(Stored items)
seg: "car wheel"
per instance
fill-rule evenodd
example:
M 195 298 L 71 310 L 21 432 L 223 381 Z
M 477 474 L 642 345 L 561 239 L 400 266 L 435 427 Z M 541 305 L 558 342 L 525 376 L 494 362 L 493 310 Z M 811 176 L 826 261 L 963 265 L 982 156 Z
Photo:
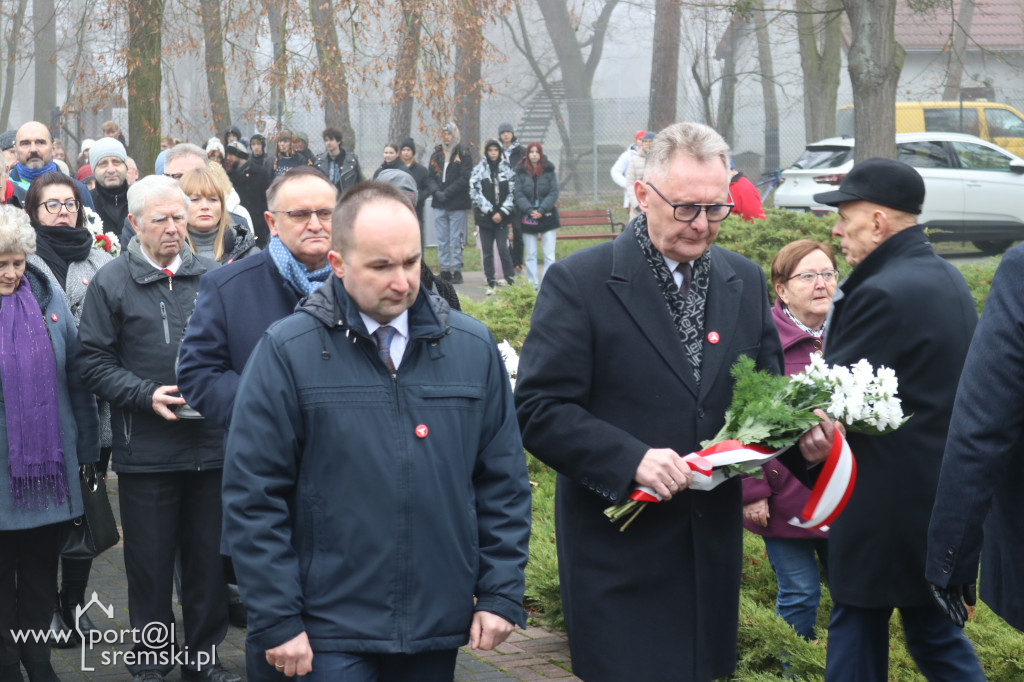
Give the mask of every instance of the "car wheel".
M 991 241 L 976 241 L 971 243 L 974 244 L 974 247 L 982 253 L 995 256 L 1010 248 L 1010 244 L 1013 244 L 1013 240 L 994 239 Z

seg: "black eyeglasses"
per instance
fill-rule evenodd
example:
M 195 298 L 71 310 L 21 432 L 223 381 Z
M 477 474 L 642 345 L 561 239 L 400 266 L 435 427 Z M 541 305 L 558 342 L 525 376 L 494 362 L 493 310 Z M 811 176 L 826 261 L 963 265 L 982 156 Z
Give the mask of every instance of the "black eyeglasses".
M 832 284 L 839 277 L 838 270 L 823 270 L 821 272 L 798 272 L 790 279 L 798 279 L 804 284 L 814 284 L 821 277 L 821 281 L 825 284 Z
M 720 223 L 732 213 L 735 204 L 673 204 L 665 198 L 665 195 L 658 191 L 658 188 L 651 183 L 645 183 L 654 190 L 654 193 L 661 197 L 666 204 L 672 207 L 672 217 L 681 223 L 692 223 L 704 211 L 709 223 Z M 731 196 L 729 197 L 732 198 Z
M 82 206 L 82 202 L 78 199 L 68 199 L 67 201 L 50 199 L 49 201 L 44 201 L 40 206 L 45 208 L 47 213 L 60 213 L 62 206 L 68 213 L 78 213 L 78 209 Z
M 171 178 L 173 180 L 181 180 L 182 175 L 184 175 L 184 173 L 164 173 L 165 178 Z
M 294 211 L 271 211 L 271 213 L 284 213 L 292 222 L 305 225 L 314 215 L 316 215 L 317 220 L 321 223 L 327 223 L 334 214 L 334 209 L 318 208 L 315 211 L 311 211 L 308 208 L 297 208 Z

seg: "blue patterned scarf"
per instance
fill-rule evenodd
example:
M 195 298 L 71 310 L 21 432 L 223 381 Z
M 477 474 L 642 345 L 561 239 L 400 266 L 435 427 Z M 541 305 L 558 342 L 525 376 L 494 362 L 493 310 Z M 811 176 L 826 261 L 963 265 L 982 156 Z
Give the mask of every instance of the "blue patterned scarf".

WHAT YOU NEED TO DO: Wherever the string "patterned" appears in the records above, copy the line it sits in.

ANSWER AREA:
seg: "blue patterned scarf"
Give the mask of every instance of the "blue patterned scarf".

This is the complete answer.